» Required task 1:
According to the post on jails, which state has children held in jail because it had no money for a juvenile home?

* start Supplied text *

Tuesday, September 13, 2011

Our Jails, Their Jails


India’s burgeoning population is, of late, being felt in its jails as well. Yes, for past few months, the number of prison inmates have been increasing like never before. Gracing the list are Category A VIPs: cabinet ministers (Suresh Kalmadi, A Raja) MPs (Kanimozhi, Amar Singh) and super, stinking rich mining and IT barons (Janardan Reddy, Satyam Raju).

I was trying to find out how these rich crooks are treated in the jails. At least one media report (Tehelka) confirmed what I always suspected:  they are getting special treatment, sometimes by paying bribes, other times just for being what they are: powerful crooks.



As I read this, I picture came before my eye: groups of children, some of them as young as 8 year old, locked behind bars along with hardcore criminals. They are minor law offenders, rotting in jail, because the state had no money to provide a juvenile home.

I am talking of Arunachal Pradesh – a state in the North east India.

* end Supplied text *
* start Data shown *

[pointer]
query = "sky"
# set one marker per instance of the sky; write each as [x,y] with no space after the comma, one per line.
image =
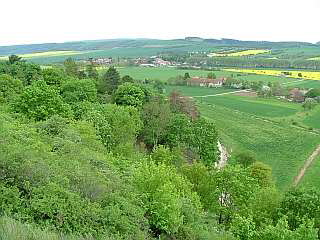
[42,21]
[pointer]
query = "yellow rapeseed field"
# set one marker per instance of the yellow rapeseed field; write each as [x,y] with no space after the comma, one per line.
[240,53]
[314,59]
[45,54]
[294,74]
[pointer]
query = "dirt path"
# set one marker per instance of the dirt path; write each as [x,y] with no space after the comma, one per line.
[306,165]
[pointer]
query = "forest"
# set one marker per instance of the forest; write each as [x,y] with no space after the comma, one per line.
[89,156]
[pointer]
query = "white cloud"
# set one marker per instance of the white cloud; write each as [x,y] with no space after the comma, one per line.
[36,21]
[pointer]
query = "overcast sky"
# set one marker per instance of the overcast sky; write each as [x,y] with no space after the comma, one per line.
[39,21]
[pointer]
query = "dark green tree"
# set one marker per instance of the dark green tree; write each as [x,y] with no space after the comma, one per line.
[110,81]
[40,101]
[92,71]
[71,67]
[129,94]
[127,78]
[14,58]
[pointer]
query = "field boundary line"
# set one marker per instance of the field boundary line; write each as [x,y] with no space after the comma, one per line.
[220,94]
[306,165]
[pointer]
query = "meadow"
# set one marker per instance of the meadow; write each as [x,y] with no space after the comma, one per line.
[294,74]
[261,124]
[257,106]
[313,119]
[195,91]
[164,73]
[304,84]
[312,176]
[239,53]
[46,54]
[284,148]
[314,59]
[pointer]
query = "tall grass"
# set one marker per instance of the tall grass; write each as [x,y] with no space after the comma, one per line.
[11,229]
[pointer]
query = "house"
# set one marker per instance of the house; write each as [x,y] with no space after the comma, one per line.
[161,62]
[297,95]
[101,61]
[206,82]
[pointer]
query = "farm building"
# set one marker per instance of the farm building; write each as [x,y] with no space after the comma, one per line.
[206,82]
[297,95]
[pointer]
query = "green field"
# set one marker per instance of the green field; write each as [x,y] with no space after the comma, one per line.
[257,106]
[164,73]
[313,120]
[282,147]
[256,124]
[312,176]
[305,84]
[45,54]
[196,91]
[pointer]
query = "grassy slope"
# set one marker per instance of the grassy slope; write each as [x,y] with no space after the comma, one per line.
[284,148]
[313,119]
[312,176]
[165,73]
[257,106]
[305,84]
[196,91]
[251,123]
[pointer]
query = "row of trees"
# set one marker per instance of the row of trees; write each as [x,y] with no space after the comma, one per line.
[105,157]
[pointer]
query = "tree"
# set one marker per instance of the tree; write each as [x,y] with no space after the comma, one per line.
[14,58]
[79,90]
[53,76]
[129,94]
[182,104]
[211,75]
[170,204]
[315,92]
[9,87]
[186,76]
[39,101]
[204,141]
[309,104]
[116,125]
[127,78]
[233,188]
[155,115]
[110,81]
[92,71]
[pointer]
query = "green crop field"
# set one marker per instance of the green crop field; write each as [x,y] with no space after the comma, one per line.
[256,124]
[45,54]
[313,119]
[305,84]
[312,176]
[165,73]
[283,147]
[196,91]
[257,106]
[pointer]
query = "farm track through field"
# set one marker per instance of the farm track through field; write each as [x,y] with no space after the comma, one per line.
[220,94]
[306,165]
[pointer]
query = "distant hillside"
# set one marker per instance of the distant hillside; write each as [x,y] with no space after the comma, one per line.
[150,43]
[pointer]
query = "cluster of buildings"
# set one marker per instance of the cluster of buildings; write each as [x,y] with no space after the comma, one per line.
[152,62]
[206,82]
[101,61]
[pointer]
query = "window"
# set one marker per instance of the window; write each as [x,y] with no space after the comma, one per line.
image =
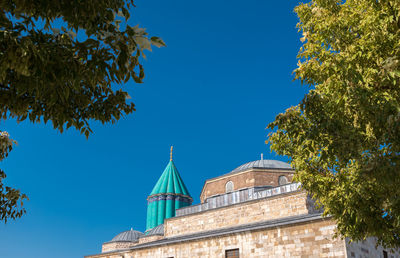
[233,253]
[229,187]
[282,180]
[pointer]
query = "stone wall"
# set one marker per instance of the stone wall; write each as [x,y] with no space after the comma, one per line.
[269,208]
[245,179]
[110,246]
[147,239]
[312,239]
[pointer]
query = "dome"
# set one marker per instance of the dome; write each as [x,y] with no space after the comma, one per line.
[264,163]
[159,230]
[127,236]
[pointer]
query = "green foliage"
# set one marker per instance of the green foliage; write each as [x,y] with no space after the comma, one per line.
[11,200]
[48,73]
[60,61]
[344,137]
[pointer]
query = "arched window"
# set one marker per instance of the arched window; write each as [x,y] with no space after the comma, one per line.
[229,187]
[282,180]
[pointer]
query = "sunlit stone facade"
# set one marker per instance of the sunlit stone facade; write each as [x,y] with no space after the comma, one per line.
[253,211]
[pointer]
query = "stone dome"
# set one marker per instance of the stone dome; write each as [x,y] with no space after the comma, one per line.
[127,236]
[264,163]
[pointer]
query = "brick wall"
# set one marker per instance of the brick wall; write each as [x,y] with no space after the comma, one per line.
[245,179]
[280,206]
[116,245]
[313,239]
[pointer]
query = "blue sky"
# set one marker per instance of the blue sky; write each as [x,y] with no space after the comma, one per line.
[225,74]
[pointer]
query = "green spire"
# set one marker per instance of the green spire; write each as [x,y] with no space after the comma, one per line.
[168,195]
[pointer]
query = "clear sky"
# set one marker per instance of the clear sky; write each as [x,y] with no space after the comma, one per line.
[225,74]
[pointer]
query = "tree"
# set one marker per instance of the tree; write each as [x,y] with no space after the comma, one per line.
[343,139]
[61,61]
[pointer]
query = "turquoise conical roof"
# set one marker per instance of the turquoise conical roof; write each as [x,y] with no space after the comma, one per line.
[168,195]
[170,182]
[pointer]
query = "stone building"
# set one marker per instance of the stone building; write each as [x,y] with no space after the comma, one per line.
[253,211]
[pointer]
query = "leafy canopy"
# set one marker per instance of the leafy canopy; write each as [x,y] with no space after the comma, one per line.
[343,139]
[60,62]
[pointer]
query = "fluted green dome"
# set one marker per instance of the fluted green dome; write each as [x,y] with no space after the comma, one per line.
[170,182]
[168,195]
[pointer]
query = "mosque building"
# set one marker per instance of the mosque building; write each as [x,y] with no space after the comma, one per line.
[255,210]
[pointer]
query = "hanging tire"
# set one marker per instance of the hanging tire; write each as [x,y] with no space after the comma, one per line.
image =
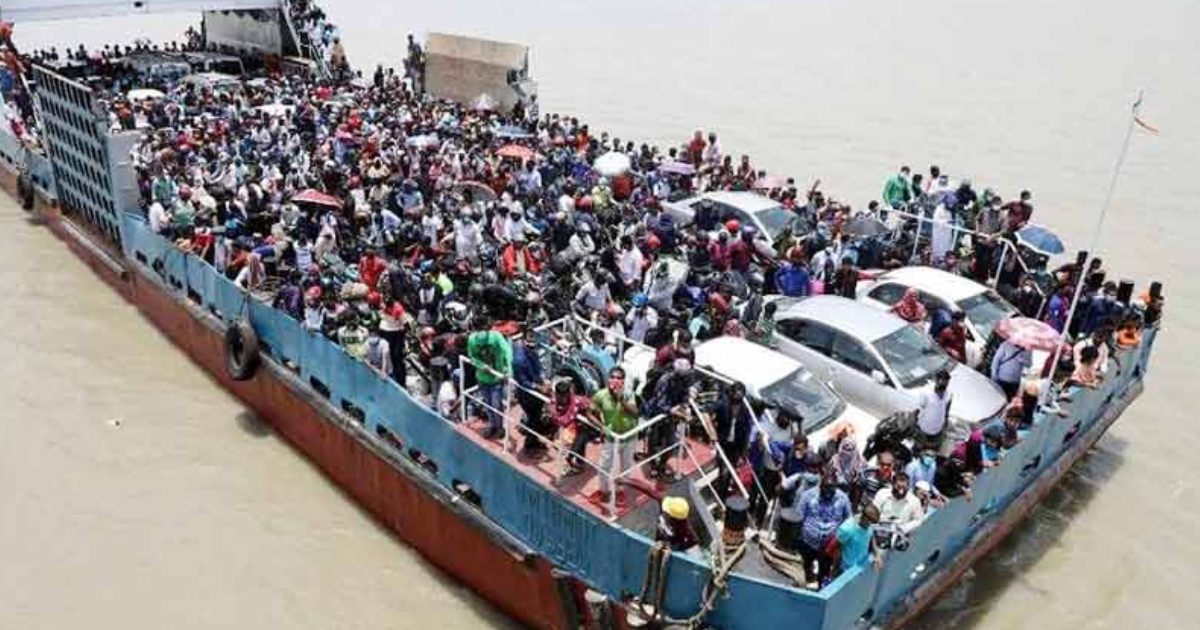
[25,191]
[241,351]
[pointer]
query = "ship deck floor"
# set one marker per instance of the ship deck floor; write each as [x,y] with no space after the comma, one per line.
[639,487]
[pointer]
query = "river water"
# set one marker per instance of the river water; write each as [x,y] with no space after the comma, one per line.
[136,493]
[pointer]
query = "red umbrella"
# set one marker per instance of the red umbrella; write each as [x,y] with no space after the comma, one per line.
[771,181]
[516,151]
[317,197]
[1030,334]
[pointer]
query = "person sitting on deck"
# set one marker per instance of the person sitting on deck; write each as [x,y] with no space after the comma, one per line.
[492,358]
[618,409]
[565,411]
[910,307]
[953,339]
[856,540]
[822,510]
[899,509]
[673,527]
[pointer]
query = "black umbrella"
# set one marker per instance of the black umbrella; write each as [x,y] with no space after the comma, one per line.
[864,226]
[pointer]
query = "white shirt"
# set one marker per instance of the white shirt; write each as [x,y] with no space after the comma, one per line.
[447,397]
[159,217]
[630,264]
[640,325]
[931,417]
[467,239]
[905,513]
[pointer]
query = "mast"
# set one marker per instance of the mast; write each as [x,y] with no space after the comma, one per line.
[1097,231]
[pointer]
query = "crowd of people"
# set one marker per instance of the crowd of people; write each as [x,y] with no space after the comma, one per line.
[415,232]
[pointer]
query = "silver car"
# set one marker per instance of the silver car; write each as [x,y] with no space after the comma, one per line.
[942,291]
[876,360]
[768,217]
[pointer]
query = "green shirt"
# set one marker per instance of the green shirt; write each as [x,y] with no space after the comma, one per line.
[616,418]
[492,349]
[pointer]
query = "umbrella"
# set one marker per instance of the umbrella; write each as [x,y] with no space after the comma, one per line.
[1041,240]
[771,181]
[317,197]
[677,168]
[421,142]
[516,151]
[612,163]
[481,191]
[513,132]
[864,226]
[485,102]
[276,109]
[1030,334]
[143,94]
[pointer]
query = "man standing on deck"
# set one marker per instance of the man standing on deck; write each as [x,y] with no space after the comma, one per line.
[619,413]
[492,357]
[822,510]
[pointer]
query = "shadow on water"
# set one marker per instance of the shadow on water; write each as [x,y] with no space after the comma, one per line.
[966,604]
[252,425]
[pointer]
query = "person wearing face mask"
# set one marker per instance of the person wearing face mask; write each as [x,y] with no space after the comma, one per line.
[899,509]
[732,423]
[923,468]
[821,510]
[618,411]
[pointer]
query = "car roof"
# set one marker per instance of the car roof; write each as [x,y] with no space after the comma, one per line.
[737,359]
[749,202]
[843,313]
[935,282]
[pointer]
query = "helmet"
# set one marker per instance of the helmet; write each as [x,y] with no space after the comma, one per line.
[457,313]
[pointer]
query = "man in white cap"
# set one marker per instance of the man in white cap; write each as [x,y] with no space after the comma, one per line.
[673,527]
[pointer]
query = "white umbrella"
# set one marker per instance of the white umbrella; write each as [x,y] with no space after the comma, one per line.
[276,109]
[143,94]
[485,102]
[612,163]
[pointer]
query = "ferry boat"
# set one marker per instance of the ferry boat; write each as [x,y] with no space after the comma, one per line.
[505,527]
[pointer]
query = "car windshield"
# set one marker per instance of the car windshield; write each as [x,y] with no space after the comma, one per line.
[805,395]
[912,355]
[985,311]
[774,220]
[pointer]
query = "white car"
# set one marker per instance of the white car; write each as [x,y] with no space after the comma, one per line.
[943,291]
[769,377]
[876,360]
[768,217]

* end Data shown *

» Required task 2:
How many lines in the rows contain the word "mosque"? Reply with the number only.

» Correct output 1:
Arunachal Pradesh

» Correct output 2:
2